(Task input begins)
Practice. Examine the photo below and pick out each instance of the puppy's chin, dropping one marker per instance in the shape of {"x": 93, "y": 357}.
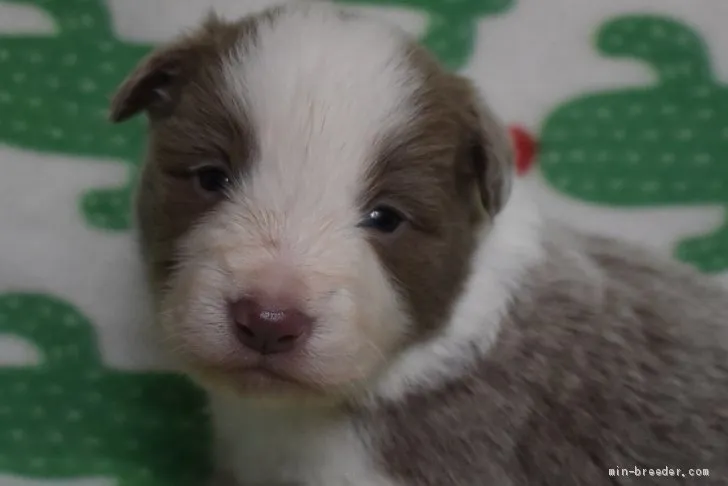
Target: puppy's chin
{"x": 282, "y": 380}
{"x": 257, "y": 383}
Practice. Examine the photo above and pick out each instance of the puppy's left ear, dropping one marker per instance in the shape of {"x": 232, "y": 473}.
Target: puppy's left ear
{"x": 152, "y": 87}
{"x": 491, "y": 157}
{"x": 155, "y": 85}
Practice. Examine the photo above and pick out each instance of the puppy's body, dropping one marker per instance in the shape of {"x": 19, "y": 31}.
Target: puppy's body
{"x": 315, "y": 171}
{"x": 608, "y": 358}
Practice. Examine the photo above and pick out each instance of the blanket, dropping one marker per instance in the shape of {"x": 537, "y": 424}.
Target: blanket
{"x": 616, "y": 109}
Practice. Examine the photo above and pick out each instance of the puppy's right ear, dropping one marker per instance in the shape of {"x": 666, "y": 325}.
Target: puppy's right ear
{"x": 155, "y": 84}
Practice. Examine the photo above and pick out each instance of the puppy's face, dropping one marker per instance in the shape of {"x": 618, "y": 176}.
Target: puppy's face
{"x": 313, "y": 191}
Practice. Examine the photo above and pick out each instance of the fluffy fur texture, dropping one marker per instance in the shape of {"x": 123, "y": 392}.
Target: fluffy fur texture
{"x": 476, "y": 344}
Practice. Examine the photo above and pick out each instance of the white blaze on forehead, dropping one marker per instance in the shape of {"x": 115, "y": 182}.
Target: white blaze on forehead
{"x": 319, "y": 91}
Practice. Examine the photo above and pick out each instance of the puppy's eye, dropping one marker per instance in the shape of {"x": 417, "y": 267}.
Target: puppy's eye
{"x": 211, "y": 179}
{"x": 383, "y": 218}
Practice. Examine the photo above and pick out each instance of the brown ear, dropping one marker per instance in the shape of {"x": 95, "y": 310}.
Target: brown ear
{"x": 492, "y": 159}
{"x": 154, "y": 85}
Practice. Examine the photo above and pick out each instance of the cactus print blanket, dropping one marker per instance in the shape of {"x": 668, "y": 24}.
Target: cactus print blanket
{"x": 616, "y": 108}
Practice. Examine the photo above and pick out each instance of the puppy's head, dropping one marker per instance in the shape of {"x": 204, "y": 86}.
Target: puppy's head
{"x": 313, "y": 193}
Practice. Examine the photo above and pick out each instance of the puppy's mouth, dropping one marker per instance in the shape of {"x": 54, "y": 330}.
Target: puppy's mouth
{"x": 258, "y": 378}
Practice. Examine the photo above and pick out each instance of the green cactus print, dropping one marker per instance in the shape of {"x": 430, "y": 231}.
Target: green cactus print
{"x": 54, "y": 93}
{"x": 452, "y": 29}
{"x": 70, "y": 417}
{"x": 664, "y": 144}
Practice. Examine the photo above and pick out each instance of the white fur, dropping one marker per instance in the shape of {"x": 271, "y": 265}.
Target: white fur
{"x": 501, "y": 262}
{"x": 290, "y": 228}
{"x": 293, "y": 445}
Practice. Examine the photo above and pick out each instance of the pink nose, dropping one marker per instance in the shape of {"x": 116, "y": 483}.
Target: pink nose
{"x": 269, "y": 329}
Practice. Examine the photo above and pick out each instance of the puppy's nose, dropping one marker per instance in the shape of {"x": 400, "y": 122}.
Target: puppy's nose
{"x": 269, "y": 329}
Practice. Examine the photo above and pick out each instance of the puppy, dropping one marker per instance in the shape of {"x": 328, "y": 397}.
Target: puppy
{"x": 338, "y": 256}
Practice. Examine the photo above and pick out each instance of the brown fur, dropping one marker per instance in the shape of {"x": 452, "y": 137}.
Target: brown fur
{"x": 440, "y": 172}
{"x": 196, "y": 125}
{"x": 609, "y": 358}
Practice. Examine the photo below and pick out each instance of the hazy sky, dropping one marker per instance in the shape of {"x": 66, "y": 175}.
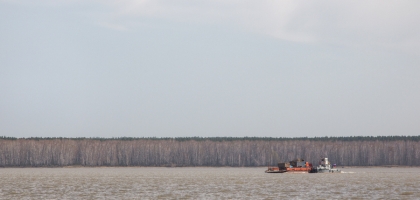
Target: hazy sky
{"x": 90, "y": 68}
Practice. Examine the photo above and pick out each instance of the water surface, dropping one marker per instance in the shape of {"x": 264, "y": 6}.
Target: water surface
{"x": 206, "y": 183}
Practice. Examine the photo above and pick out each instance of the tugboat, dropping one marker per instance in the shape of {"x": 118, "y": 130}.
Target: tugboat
{"x": 324, "y": 167}
{"x": 300, "y": 166}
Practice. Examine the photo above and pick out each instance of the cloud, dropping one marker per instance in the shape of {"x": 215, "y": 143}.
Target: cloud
{"x": 376, "y": 23}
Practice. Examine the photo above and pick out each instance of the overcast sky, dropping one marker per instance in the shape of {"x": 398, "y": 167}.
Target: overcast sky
{"x": 90, "y": 68}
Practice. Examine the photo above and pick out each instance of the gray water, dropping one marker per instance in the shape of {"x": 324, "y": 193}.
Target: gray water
{"x": 206, "y": 183}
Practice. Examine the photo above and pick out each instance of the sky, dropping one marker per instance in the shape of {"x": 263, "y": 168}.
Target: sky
{"x": 73, "y": 68}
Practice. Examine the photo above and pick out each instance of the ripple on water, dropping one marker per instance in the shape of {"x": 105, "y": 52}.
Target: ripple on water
{"x": 205, "y": 183}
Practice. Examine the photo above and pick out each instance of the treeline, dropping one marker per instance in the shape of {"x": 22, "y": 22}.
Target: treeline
{"x": 197, "y": 151}
{"x": 326, "y": 138}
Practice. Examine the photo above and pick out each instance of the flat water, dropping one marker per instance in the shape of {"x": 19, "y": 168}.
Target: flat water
{"x": 206, "y": 183}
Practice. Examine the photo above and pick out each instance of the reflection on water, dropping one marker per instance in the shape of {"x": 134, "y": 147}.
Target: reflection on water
{"x": 206, "y": 183}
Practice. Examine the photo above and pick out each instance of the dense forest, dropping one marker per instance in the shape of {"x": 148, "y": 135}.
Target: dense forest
{"x": 215, "y": 151}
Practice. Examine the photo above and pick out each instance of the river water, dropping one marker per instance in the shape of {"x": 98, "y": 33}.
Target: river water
{"x": 206, "y": 183}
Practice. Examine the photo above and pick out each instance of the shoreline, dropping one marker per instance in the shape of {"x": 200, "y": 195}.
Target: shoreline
{"x": 82, "y": 166}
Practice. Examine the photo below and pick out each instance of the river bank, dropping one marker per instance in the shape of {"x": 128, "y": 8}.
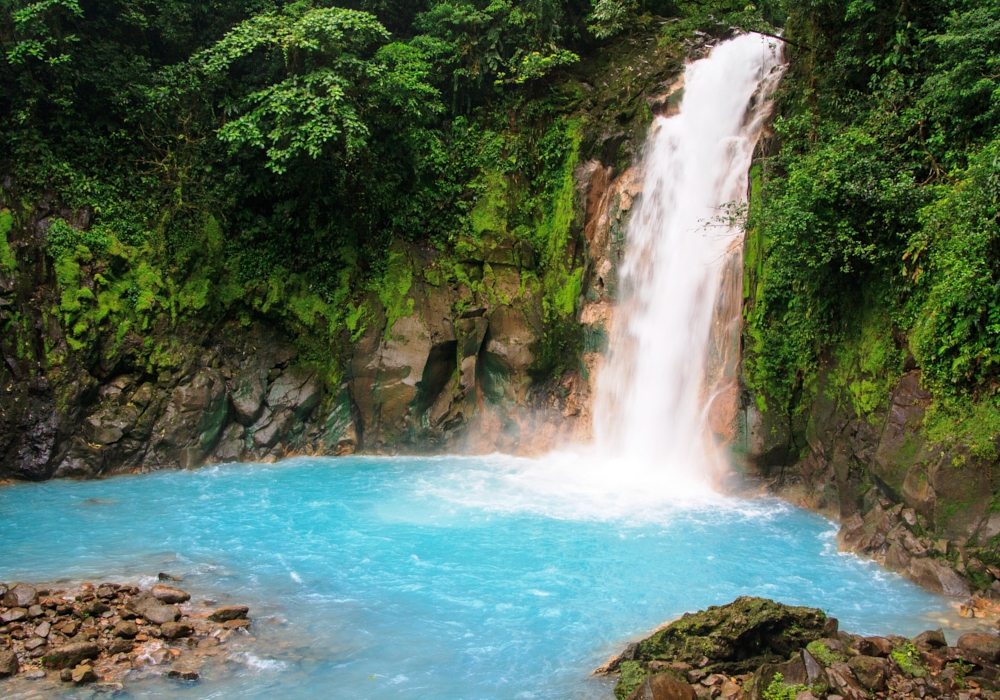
(Task input ends)
About this task: In the copy, no pictures should appear; the records themselves must be repeated exactly.

Result:
Practice. Examine the photo below and pick out each instance of the puppy's chin, dropping one marker per instance in the shape of {"x": 93, "y": 357}.
Target: puppy's chin
{"x": 282, "y": 380}
{"x": 257, "y": 383}
Practice. Examine the photo above and pick out each instance of the puppy's left ear, dropping one marker per instance in the shape of {"x": 232, "y": 473}.
Target: puppy's left ear
{"x": 152, "y": 87}
{"x": 491, "y": 157}
{"x": 155, "y": 85}
Practice. Examine the photo above and pick out each instance of the puppy's body, dropping one marker per instance in the shape of {"x": 19, "y": 31}.
Target: puppy's body
{"x": 315, "y": 171}
{"x": 608, "y": 358}
Practice. Examine the photo above and pick out each instance of the blanket, dropping one marker per instance in the shape of {"x": 537, "y": 424}.
Target: blanket
{"x": 616, "y": 109}
Practice. Examine the photo above and pick out each instance of the puppy's right ear, dropping one marker per instance in the shape of {"x": 666, "y": 325}.
Target: puppy's right ear
{"x": 155, "y": 84}
Practice. Examine the photo above and pick out each instance of the puppy's face, dropping one marker per instance in the shape of {"x": 618, "y": 176}.
Target: puppy's face
{"x": 313, "y": 191}
Practice. Examine the photo above and pick out each instance of the fluffy fur texture, dropping one marker per instance in the shape of {"x": 123, "y": 392}.
Target: fluffy fur texture
{"x": 476, "y": 344}
Practice. Examine the photo above and pick out each instance of the white blaze on forehead, dropping one marker per instance in the shape of {"x": 115, "y": 182}.
Target: white blaze on forehead
{"x": 319, "y": 91}
Practice. Examine the photo above and pick out each instance of the puppy's eye, dropping one marker per instance in the shape of {"x": 417, "y": 267}.
Target: puppy's eye
{"x": 211, "y": 179}
{"x": 383, "y": 218}
Practice. Examine the photo above and pick out each instance of the brown ear, dropping one marker per instance in the shape of {"x": 95, "y": 310}.
Target: brown ear
{"x": 492, "y": 159}
{"x": 154, "y": 85}
Practice. Examine the photo above and pick out each instance of the cactus print blanket, dropping one marker per instance in the shape of {"x": 668, "y": 24}.
Target: cactus print blanket
{"x": 616, "y": 108}
Practice. Examine the photo above and pick out each instance of the puppy's head, dropping one marker per instance in the shape of {"x": 204, "y": 86}.
Target: puppy's head
{"x": 313, "y": 193}
Practice. Examine the photo above and pick out each instance of the puppy's mouth, dropping one marker per instance in the shape of {"x": 54, "y": 330}.
Target: puppy's mouth
{"x": 258, "y": 378}
Practice. Examine the photo above and pick out each instance of the green cactus print, dropping one marker per instance in the shape of {"x": 430, "y": 231}.
Target: green cactus print
{"x": 54, "y": 93}
{"x": 452, "y": 29}
{"x": 70, "y": 417}
{"x": 664, "y": 144}
Practice. Examine the photo above and pick out each instance of the white fur, dropping one marker per instance in the shape of {"x": 271, "y": 265}.
Target: white fur
{"x": 501, "y": 262}
{"x": 290, "y": 228}
{"x": 293, "y": 445}
Practice. Examine the photo above and pick out each instance of the pink nose, dropping one marker per instance in the shape of {"x": 116, "y": 483}.
Target: pink nose
{"x": 269, "y": 329}
Practice. Examine the photo above and pick out each instance of the puppy's nose, dropping one marker per instance in the shape of {"x": 400, "y": 122}.
Target: puppy's nose
{"x": 269, "y": 329}
Practice. Examine the photo above and pick out each instance of the puppy, dropping one marker per instance in the shape of {"x": 328, "y": 397}.
Target: puppy
{"x": 338, "y": 256}
Practice. Examine the photo above and pick out each instance of the brown fur, dropping one marker per instance in the shape of {"x": 452, "y": 137}.
Target: brown fur
{"x": 440, "y": 172}
{"x": 196, "y": 125}
{"x": 609, "y": 358}
Practice. Examine the photo below and pick out each instance of the hazy sky, dropping one marker per instance in the shape of {"x": 66, "y": 175}.
Target: hazy sky
{"x": 90, "y": 68}
Practice. Examine the photo above and pick out each instance of the water surface, dropping one marker per instance in the shape of {"x": 264, "y": 6}.
Target: water surface
{"x": 206, "y": 183}
Practice. Examine the photo above and pick out each instance of the tugboat, dropping one marker per instance in the shape of {"x": 118, "y": 130}.
Target: tugboat
{"x": 324, "y": 167}
{"x": 300, "y": 166}
Practice. Examine the photo above and pick out each instance of the cloud, dropping one marker per instance in the shape of {"x": 215, "y": 143}.
Target: cloud
{"x": 376, "y": 23}
Practice. Examine the photo above and pick out each instance of the overcast sky, dropping one marker per instance in the shape of {"x": 398, "y": 167}.
Target: overcast sky
{"x": 90, "y": 68}
Practice. Examine the photo above and pick out each instance of the gray water, dropping one marker per instance in the shape of {"x": 324, "y": 193}.
Target: gray water
{"x": 206, "y": 183}
Practice. Examine the photo above and pick out each instance of the sky, dropping one marker per instance in the shape of {"x": 263, "y": 168}.
Target: sky
{"x": 73, "y": 68}
Practice. Examine the photo above and pick out each instance of the ripple on water, dropping one marker per instance in the shape of {"x": 105, "y": 52}.
Target: ripple on water
{"x": 205, "y": 183}
Practice. Examine the photo above and pick out each instance of the treeline, dropping one marker per instance in the shape of {"x": 22, "y": 22}.
Target: treeline
{"x": 197, "y": 151}
{"x": 326, "y": 138}
Practice. Examine the photo above and pick out each instance of the flat water, dropping one marker per instance in the shape of {"x": 19, "y": 168}.
Target: flat water
{"x": 206, "y": 183}
Practice. Examine the photo above and pick out each instance of the reflection on water, dropping one marker per instance in the shape of {"x": 134, "y": 147}.
Target: reflection on water
{"x": 206, "y": 183}
Practice. Examine the photo above and pick out each instance of the dense forest, dropping one marker per instance in the shape of {"x": 148, "y": 135}.
Target: dense forest
{"x": 215, "y": 151}
Practice. Examine the photo above and pick out each instance of the river water, dropping one marker per instance in the shape of {"x": 98, "y": 33}.
Target: river water
{"x": 206, "y": 183}
Practice. Examine the photo above and pick out each instance of the shoreline, dropping one marker per instance in the shape of {"x": 200, "y": 195}.
Target: shoreline
{"x": 82, "y": 166}
Practice. Examine the photo below and pick out each instance of the river bank, dropping one marker per instance in the shape of {"x": 128, "y": 8}.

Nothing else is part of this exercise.